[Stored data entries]
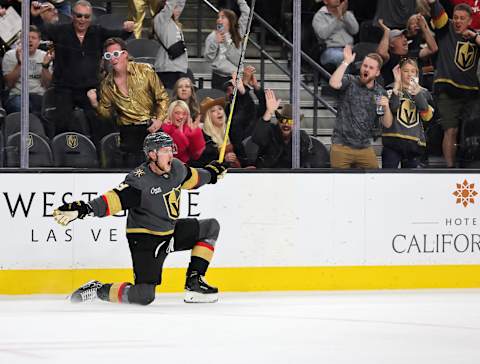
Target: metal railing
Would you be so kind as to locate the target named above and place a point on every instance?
(318, 70)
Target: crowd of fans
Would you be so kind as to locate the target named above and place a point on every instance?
(421, 68)
(382, 64)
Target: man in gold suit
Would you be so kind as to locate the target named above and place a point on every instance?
(134, 94)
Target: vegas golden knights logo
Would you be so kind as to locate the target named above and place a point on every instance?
(172, 202)
(465, 55)
(407, 113)
(29, 141)
(72, 141)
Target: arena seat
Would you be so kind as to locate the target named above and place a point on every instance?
(13, 121)
(110, 155)
(40, 153)
(209, 92)
(142, 47)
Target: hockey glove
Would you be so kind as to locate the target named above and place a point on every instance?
(217, 170)
(65, 214)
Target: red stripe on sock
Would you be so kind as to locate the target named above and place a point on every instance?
(205, 245)
(106, 203)
(120, 291)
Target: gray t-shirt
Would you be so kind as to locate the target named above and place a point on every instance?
(35, 71)
(356, 116)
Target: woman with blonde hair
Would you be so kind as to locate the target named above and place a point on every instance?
(186, 134)
(404, 141)
(184, 90)
(214, 128)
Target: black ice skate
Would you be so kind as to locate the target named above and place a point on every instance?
(197, 290)
(87, 292)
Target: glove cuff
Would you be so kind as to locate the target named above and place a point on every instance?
(213, 175)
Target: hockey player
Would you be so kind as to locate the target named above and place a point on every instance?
(151, 194)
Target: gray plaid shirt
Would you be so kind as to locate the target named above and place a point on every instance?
(356, 116)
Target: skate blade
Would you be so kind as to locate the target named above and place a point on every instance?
(195, 297)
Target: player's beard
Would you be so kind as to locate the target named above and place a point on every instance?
(366, 79)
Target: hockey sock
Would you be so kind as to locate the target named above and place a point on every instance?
(202, 254)
(114, 292)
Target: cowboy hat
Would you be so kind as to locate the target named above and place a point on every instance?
(285, 112)
(208, 102)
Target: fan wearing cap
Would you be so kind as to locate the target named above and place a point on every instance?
(186, 133)
(275, 140)
(455, 83)
(360, 99)
(151, 195)
(394, 46)
(214, 128)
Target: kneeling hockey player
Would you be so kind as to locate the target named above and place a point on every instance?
(151, 194)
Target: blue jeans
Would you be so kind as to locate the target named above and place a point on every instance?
(332, 56)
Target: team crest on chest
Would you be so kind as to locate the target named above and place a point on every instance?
(465, 55)
(172, 202)
(407, 113)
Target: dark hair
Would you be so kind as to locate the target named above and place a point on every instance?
(463, 7)
(376, 57)
(234, 28)
(115, 40)
(34, 29)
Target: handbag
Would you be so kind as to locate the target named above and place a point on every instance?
(175, 50)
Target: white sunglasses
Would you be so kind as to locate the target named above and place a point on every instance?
(115, 54)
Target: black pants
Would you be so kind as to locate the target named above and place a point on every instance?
(66, 100)
(149, 251)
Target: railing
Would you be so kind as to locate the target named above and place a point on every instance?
(264, 26)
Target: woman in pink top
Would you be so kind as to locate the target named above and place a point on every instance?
(186, 134)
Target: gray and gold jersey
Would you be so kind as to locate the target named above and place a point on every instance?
(152, 201)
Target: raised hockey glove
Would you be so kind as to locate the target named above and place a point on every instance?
(217, 170)
(65, 214)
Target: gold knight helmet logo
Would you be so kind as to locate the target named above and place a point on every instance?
(172, 202)
(71, 140)
(29, 141)
(465, 55)
(407, 113)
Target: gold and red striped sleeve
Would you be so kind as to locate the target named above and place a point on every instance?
(112, 202)
(427, 115)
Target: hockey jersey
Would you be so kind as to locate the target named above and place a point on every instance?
(457, 61)
(152, 201)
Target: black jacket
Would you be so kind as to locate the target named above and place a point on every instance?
(77, 64)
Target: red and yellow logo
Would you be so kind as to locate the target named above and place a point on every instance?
(465, 193)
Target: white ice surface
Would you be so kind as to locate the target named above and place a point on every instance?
(388, 327)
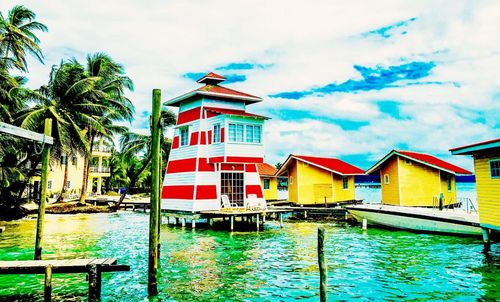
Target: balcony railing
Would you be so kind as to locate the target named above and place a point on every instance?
(102, 149)
(95, 169)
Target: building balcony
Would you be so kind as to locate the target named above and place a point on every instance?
(100, 172)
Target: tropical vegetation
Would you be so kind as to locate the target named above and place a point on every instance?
(86, 102)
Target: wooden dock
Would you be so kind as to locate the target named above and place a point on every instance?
(93, 267)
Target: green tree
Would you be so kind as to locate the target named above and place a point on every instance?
(17, 37)
(111, 83)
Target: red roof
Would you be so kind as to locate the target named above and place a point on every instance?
(331, 164)
(266, 169)
(434, 161)
(477, 144)
(216, 89)
(211, 76)
(233, 112)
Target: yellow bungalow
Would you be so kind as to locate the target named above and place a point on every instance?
(269, 181)
(416, 179)
(487, 167)
(319, 180)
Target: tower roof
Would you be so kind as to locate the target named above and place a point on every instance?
(212, 89)
(211, 78)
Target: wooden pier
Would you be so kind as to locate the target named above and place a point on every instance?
(93, 267)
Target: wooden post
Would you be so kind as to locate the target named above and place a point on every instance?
(47, 292)
(323, 272)
(43, 198)
(486, 239)
(95, 281)
(155, 195)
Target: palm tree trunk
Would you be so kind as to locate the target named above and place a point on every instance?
(65, 180)
(86, 168)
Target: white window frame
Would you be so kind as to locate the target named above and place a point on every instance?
(180, 136)
(345, 182)
(216, 138)
(491, 170)
(268, 183)
(235, 133)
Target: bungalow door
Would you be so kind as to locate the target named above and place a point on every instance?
(232, 185)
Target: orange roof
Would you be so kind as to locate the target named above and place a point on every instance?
(425, 159)
(331, 164)
(266, 169)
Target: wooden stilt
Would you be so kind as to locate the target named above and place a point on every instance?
(43, 197)
(47, 292)
(95, 281)
(323, 273)
(155, 195)
(486, 239)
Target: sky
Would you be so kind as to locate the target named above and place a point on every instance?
(346, 79)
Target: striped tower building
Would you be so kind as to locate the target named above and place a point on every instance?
(215, 149)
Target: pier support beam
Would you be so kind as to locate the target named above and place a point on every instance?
(486, 239)
(47, 292)
(155, 195)
(257, 221)
(323, 273)
(95, 281)
(43, 196)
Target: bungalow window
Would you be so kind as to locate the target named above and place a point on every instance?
(267, 183)
(495, 168)
(184, 136)
(236, 133)
(345, 182)
(253, 134)
(216, 134)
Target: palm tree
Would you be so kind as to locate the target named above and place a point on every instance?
(111, 84)
(68, 100)
(134, 144)
(17, 37)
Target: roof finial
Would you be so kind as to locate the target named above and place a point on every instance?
(211, 78)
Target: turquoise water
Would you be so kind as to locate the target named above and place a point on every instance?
(464, 190)
(272, 265)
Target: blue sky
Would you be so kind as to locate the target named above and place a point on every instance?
(346, 79)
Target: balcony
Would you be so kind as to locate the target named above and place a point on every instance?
(102, 151)
(102, 171)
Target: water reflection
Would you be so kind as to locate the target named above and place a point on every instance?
(276, 264)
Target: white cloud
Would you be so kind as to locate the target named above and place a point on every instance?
(309, 44)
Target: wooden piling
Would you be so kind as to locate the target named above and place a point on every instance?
(323, 272)
(95, 281)
(155, 194)
(47, 292)
(43, 198)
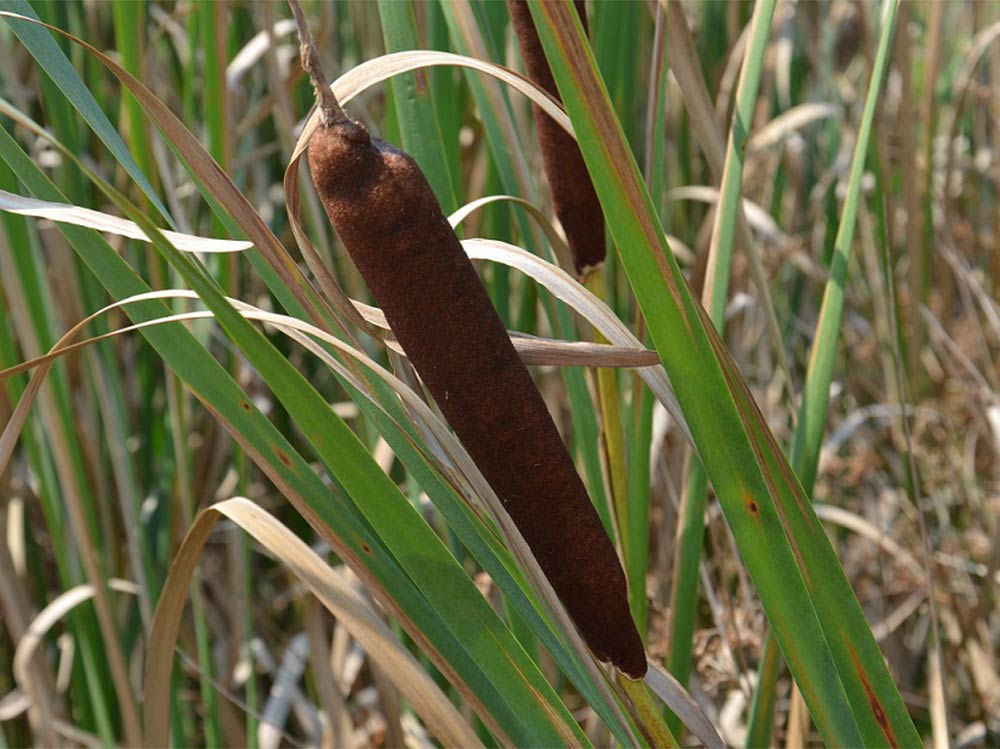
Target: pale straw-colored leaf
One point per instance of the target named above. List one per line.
(381, 644)
(255, 49)
(677, 698)
(42, 722)
(71, 214)
(566, 288)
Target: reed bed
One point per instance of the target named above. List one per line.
(558, 374)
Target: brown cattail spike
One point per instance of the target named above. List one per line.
(386, 214)
(573, 197)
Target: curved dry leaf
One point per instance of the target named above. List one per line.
(549, 228)
(346, 88)
(255, 49)
(676, 697)
(42, 721)
(381, 645)
(539, 350)
(208, 171)
(105, 222)
(378, 69)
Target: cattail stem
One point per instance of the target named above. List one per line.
(330, 111)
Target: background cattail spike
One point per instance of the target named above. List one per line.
(329, 108)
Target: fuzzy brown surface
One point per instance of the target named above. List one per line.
(385, 213)
(573, 197)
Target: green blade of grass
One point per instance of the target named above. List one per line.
(415, 105)
(808, 438)
(54, 62)
(691, 525)
(485, 654)
(814, 612)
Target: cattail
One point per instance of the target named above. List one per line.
(573, 197)
(390, 222)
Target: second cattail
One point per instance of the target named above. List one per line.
(573, 197)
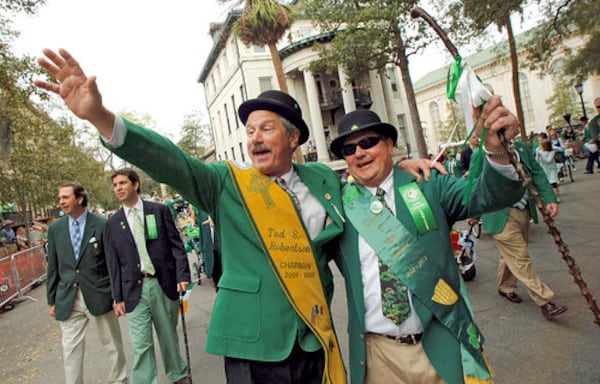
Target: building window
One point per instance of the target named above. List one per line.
(225, 60)
(526, 100)
(557, 70)
(237, 121)
(402, 138)
(219, 127)
(265, 84)
(242, 152)
(391, 71)
(227, 118)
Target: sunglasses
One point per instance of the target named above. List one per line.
(364, 143)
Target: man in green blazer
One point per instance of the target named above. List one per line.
(78, 285)
(410, 319)
(271, 318)
(510, 227)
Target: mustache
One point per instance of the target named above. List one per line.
(260, 148)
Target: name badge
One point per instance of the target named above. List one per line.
(418, 207)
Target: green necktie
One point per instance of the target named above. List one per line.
(394, 293)
(140, 241)
(281, 182)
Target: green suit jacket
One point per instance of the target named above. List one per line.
(251, 318)
(495, 222)
(89, 273)
(444, 195)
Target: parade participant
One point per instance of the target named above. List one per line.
(410, 320)
(78, 286)
(148, 267)
(277, 222)
(271, 317)
(510, 228)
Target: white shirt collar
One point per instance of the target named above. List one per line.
(387, 185)
(139, 205)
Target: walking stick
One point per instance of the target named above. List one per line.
(527, 182)
(183, 326)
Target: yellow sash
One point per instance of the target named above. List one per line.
(283, 238)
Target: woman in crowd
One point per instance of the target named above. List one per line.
(545, 156)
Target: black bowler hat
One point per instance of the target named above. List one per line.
(279, 102)
(357, 121)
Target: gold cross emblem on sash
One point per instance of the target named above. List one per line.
(261, 184)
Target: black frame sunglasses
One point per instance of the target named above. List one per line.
(364, 143)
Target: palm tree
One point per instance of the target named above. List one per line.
(264, 22)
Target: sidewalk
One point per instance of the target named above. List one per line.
(522, 346)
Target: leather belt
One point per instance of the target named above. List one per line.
(404, 339)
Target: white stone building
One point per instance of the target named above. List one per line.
(493, 66)
(234, 73)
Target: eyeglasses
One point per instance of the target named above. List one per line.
(364, 143)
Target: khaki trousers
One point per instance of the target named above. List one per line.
(391, 362)
(73, 340)
(515, 262)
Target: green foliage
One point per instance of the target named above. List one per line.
(263, 22)
(563, 101)
(565, 18)
(195, 134)
(369, 34)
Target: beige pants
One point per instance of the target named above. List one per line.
(515, 263)
(391, 362)
(73, 340)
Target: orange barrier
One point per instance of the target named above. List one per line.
(19, 272)
(8, 285)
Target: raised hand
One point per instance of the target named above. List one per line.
(496, 117)
(79, 92)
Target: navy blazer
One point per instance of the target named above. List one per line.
(167, 253)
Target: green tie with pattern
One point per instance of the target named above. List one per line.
(140, 241)
(394, 293)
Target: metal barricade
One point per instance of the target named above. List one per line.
(8, 285)
(19, 272)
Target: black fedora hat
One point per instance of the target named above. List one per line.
(357, 121)
(279, 102)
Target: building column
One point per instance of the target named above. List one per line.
(316, 120)
(378, 106)
(347, 91)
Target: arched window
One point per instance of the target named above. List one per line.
(556, 69)
(526, 103)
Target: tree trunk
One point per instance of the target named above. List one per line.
(410, 97)
(514, 60)
(278, 68)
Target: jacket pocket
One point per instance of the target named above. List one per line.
(237, 310)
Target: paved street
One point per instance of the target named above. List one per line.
(522, 346)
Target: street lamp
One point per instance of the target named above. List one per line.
(579, 89)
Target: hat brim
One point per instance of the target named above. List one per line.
(384, 129)
(279, 108)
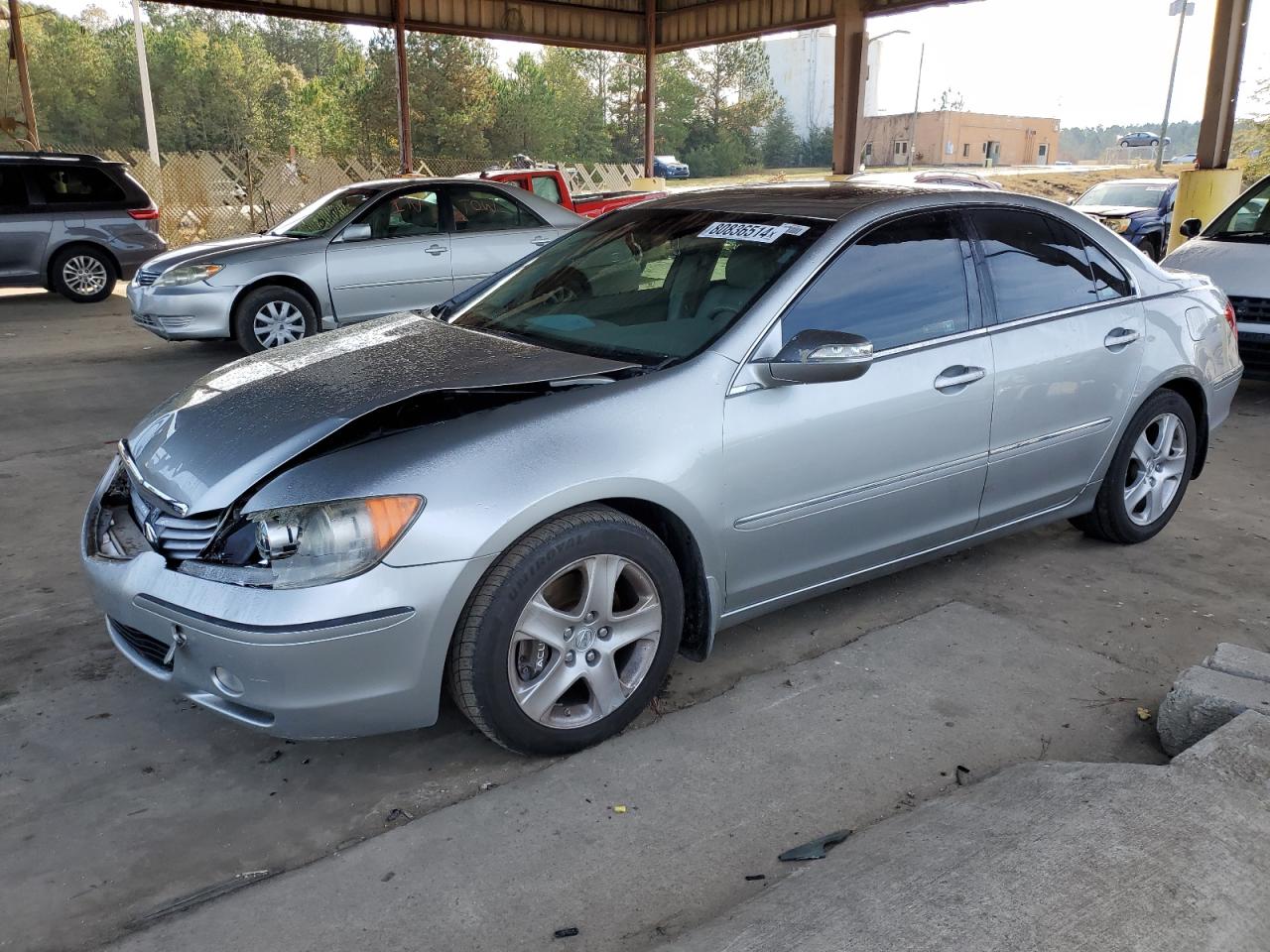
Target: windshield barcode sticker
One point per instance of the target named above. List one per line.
(744, 231)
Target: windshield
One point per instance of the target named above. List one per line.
(643, 286)
(322, 214)
(1247, 217)
(1134, 194)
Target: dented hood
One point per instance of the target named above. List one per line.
(206, 445)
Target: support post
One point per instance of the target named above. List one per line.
(19, 53)
(849, 61)
(407, 166)
(1209, 186)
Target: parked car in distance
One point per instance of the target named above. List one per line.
(1138, 209)
(667, 167)
(1142, 139)
(549, 182)
(358, 253)
(1234, 253)
(964, 179)
(72, 223)
(541, 492)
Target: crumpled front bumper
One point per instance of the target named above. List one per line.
(358, 656)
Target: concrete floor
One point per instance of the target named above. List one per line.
(117, 801)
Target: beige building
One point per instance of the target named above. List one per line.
(951, 137)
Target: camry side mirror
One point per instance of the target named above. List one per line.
(821, 357)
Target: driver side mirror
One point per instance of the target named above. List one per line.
(356, 232)
(821, 357)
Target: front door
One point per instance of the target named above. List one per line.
(490, 230)
(403, 266)
(1067, 341)
(826, 480)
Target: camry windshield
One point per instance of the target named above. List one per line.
(643, 286)
(322, 214)
(1133, 194)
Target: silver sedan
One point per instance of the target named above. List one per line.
(361, 252)
(675, 419)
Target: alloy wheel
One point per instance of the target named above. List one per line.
(584, 642)
(85, 275)
(1156, 468)
(278, 322)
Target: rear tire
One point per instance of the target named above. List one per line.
(82, 275)
(604, 595)
(272, 316)
(1148, 474)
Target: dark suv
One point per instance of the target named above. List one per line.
(72, 223)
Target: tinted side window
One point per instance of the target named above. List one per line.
(1109, 281)
(1037, 263)
(901, 284)
(477, 209)
(13, 188)
(75, 185)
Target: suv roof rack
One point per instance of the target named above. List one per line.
(64, 157)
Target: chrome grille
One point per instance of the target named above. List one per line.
(171, 535)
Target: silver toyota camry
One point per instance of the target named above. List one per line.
(671, 420)
(362, 252)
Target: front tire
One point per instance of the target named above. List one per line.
(570, 634)
(1148, 474)
(272, 316)
(82, 275)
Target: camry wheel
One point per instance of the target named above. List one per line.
(570, 635)
(82, 275)
(1148, 474)
(272, 316)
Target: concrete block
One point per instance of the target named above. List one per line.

* **About this exercise**
Starting with the line with "Target: tower roof" above and going on through the line with "Target: white window frame", transcribe every line exactly, both ends included, and add nothing.

* **Result below**
Target: tower roof
Would you be so kind as to locate the target named above and place a point on every instance?
(212, 89)
(211, 78)
Target: wooden pier
Would you be so kind as to locate the target named above and place a point on every instance?
(93, 267)
Target: wooden post
Would you be so kind as to locate the target named above and place a point on every instance?
(47, 292)
(323, 272)
(43, 198)
(486, 239)
(95, 281)
(155, 195)
Target: palm tree trunk
Would you be so kind as to locate the target named above and place a point on every instance?
(65, 180)
(86, 168)
Target: white window frame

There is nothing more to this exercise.